## Doel opdracht
Verzamel uit het materiaal hieronder elke regel waarin het woord "item" voorkomt. Hoofdletters en kleine letters tellen mee.

## Gegevensregels
>>>>>
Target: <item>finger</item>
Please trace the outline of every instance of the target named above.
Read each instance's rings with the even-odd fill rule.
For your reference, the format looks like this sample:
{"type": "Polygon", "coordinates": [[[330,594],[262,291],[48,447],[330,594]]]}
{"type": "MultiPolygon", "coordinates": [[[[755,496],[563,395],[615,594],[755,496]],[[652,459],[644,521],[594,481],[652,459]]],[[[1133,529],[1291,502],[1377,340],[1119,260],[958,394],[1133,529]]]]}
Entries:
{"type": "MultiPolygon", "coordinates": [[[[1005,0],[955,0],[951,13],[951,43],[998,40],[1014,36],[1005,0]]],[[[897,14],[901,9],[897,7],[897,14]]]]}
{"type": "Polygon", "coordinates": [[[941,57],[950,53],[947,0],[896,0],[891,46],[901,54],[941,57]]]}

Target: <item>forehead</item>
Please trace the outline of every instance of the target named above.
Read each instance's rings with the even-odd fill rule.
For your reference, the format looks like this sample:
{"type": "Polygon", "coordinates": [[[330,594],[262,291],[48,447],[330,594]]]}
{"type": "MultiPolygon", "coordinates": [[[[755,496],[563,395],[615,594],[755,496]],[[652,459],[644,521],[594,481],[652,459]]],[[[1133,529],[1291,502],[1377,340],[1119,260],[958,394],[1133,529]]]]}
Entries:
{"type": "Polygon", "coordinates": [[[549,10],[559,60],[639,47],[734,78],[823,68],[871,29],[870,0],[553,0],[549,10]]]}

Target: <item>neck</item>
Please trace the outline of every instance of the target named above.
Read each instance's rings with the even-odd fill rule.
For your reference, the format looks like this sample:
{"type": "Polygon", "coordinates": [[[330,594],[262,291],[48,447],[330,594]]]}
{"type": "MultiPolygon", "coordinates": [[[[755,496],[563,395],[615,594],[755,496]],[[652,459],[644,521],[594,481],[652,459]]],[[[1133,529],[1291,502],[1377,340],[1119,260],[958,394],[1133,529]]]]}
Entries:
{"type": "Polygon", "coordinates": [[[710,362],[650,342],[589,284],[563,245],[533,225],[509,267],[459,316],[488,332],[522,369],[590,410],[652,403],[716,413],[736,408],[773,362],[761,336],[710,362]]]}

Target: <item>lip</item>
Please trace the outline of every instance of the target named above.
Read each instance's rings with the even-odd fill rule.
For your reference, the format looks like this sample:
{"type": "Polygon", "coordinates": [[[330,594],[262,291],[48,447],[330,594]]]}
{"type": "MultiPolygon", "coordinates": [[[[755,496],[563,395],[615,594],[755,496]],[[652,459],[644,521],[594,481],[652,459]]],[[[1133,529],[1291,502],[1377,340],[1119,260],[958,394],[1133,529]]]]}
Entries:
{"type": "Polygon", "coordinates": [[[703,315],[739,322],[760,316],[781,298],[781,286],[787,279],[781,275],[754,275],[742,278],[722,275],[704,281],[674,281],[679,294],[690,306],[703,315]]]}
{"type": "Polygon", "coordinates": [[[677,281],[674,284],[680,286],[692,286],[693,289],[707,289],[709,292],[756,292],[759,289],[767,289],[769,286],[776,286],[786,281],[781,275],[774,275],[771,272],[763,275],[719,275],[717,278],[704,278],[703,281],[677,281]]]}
<<<<<
>>>>>
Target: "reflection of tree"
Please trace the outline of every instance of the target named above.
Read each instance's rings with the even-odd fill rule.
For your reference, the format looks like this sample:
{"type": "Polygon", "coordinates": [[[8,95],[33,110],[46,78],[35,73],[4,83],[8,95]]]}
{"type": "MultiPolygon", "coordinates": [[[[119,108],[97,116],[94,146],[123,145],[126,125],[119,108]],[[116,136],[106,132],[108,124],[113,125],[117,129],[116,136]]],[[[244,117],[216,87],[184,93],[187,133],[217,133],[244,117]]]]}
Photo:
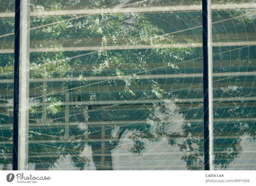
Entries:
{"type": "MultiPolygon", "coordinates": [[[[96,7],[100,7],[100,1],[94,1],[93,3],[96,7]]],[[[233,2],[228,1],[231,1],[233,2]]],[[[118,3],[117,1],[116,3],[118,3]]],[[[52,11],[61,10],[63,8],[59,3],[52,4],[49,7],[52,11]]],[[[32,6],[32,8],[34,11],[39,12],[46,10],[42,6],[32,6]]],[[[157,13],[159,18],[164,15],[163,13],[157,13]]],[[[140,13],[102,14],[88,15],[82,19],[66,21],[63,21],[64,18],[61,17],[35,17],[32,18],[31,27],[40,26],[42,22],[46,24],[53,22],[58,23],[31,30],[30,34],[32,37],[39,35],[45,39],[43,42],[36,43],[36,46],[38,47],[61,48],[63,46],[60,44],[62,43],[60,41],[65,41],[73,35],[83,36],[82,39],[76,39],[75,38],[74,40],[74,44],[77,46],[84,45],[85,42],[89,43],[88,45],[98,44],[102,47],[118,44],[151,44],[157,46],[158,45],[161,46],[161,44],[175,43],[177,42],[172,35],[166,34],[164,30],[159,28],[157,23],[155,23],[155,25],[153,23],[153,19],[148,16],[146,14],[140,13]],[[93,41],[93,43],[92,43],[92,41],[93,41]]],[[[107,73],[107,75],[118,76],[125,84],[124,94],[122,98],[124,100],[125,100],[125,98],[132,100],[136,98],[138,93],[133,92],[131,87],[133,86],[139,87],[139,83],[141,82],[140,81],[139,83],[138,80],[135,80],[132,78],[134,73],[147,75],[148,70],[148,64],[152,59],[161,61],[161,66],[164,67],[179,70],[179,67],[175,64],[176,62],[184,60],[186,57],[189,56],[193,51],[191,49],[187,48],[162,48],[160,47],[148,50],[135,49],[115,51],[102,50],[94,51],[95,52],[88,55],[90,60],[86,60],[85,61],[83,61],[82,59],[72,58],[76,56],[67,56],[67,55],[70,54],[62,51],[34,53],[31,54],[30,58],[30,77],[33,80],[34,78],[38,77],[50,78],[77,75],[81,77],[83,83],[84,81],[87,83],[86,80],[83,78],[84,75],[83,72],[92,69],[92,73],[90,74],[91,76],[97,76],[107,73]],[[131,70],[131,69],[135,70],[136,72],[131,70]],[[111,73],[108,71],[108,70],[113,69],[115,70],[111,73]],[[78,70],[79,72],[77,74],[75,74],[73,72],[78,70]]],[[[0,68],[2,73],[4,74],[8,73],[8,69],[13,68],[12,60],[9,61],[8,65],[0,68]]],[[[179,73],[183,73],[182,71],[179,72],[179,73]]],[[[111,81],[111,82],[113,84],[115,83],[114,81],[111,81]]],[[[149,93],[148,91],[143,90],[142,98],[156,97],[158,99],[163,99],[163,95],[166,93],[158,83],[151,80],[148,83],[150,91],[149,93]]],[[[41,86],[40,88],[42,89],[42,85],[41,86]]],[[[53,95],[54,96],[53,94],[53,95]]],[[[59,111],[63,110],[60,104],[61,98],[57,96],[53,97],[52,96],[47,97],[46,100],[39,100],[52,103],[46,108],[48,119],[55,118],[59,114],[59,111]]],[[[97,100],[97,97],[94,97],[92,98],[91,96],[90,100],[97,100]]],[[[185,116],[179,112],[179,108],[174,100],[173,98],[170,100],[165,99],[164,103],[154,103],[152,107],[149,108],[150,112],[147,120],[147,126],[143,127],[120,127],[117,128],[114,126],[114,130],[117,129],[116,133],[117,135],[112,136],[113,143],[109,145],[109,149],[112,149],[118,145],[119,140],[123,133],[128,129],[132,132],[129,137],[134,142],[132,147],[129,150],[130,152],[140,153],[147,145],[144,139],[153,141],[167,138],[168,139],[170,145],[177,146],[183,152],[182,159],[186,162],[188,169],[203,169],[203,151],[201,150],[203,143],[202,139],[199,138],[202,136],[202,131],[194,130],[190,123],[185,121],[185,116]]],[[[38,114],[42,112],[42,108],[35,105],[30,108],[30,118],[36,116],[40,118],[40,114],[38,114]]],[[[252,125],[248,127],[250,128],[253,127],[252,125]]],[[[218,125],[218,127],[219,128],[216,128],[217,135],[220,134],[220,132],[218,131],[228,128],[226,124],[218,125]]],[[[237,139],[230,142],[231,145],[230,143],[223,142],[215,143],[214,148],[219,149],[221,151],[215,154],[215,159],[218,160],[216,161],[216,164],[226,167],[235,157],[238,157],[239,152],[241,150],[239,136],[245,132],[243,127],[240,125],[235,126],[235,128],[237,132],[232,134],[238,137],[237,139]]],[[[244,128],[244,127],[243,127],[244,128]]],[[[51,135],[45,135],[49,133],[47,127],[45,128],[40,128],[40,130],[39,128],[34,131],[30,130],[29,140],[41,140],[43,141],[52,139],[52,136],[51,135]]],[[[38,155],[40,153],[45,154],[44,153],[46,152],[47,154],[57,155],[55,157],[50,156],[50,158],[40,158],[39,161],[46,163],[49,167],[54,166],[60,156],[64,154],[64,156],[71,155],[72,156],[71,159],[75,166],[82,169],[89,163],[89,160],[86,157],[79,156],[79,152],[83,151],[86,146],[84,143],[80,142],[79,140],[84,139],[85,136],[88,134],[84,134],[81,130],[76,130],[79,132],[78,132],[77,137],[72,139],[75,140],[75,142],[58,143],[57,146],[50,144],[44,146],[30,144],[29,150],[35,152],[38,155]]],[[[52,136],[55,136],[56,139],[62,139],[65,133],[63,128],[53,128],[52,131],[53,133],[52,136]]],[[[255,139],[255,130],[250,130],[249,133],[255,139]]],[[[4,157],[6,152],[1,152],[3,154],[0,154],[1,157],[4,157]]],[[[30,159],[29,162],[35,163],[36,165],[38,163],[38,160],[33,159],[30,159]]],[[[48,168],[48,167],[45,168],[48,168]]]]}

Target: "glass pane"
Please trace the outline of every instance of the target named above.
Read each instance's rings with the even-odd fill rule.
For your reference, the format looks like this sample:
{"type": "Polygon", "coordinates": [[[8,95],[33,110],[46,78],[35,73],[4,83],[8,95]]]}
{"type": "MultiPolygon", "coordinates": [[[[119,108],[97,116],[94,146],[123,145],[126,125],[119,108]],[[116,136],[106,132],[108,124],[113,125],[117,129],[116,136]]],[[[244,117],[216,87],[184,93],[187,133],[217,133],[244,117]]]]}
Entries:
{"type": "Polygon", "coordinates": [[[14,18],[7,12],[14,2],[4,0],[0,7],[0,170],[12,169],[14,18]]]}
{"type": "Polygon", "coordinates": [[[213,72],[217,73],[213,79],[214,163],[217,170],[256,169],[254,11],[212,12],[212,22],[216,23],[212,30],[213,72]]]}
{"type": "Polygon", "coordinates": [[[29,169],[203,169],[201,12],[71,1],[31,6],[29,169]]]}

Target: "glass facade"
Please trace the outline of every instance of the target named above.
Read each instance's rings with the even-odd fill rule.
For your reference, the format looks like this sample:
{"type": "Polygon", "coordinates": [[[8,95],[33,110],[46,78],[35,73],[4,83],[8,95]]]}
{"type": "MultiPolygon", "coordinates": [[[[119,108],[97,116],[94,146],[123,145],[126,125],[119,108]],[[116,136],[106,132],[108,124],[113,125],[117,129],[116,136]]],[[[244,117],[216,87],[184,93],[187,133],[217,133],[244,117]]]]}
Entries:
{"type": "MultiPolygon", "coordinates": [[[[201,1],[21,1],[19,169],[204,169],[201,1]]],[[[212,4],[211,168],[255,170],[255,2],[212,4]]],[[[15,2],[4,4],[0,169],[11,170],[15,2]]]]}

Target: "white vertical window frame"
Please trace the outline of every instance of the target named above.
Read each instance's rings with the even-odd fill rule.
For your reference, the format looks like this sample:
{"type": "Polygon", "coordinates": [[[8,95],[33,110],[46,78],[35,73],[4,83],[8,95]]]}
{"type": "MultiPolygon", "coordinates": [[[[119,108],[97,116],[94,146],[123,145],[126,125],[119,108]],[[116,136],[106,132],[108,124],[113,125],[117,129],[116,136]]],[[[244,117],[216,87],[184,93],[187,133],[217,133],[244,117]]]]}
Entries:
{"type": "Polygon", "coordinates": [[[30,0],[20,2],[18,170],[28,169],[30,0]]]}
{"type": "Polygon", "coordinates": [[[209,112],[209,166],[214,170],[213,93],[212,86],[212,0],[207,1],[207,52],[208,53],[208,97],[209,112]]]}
<<<<<
>>>>>
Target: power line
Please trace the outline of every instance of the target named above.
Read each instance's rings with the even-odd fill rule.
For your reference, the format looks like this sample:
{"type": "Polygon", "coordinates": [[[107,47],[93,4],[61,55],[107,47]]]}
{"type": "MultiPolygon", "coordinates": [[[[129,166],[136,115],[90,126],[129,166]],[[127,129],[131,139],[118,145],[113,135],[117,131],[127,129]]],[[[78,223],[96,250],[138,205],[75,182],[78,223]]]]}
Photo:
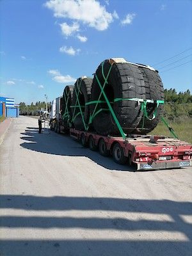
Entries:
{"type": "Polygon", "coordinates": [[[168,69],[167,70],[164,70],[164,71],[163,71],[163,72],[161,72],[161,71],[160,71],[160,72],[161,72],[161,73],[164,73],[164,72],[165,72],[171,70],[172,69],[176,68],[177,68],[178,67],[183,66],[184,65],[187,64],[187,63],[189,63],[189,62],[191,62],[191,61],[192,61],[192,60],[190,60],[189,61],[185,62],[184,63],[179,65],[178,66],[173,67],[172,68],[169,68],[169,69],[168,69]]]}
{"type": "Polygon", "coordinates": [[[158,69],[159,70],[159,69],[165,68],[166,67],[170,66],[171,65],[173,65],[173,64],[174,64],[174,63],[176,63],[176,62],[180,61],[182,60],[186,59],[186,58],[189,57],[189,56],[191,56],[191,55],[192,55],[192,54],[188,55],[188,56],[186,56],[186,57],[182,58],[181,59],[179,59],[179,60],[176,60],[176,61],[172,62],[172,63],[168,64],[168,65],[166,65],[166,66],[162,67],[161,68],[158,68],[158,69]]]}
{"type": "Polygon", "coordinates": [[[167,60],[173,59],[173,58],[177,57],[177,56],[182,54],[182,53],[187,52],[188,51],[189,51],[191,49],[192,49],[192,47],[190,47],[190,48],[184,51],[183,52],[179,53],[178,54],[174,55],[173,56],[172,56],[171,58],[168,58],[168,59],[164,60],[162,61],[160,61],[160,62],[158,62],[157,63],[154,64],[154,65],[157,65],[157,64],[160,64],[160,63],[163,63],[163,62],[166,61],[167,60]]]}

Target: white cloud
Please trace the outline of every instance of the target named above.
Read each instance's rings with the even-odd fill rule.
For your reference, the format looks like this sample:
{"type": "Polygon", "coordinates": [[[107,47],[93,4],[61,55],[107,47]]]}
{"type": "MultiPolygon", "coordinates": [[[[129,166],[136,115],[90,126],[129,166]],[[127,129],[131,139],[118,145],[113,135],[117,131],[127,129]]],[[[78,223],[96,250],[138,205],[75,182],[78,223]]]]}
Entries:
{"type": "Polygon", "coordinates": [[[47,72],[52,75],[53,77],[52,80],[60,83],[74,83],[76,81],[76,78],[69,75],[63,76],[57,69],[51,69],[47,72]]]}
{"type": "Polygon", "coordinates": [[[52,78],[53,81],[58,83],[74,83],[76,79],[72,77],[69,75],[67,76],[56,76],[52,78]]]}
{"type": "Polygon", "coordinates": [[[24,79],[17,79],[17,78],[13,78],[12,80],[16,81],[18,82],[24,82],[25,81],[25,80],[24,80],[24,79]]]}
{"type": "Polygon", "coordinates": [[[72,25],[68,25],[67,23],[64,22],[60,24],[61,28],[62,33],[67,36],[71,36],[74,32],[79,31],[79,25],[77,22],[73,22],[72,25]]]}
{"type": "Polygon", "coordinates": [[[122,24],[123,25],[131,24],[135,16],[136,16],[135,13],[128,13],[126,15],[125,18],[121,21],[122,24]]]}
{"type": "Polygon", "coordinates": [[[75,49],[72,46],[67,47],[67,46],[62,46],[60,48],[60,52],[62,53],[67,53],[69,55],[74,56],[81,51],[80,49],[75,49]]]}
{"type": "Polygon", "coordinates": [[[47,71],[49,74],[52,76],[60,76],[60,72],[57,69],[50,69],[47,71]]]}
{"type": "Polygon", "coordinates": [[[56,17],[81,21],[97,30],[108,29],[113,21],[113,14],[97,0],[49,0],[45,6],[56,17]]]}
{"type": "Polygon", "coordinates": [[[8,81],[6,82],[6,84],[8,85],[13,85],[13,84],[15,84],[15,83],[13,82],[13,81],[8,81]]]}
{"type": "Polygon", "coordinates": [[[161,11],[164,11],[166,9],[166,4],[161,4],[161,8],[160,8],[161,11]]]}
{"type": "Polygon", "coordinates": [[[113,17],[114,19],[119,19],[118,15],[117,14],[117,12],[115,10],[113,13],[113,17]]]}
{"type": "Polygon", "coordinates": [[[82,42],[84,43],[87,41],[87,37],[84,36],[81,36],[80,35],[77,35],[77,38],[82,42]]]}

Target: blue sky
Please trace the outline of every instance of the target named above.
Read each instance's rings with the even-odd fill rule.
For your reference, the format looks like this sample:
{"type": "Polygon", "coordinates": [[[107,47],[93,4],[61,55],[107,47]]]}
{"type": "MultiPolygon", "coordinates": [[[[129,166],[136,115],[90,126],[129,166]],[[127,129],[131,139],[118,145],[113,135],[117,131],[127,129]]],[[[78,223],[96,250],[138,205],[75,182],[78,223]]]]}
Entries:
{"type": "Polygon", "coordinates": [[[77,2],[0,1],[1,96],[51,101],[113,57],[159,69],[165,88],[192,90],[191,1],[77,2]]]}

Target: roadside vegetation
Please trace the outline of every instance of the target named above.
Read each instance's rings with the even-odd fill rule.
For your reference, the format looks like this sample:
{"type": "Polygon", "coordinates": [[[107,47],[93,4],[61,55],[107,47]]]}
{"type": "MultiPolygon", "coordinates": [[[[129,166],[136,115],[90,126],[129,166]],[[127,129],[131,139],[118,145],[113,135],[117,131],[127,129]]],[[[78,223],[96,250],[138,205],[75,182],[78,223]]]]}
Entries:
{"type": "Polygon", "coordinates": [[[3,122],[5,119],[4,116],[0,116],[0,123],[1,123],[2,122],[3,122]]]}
<<<<<
## Antwoord opdracht
Target: <item>finger</item>
Target: <item>forehead</item>
Target: <item>neck</item>
Target: <item>lip</item>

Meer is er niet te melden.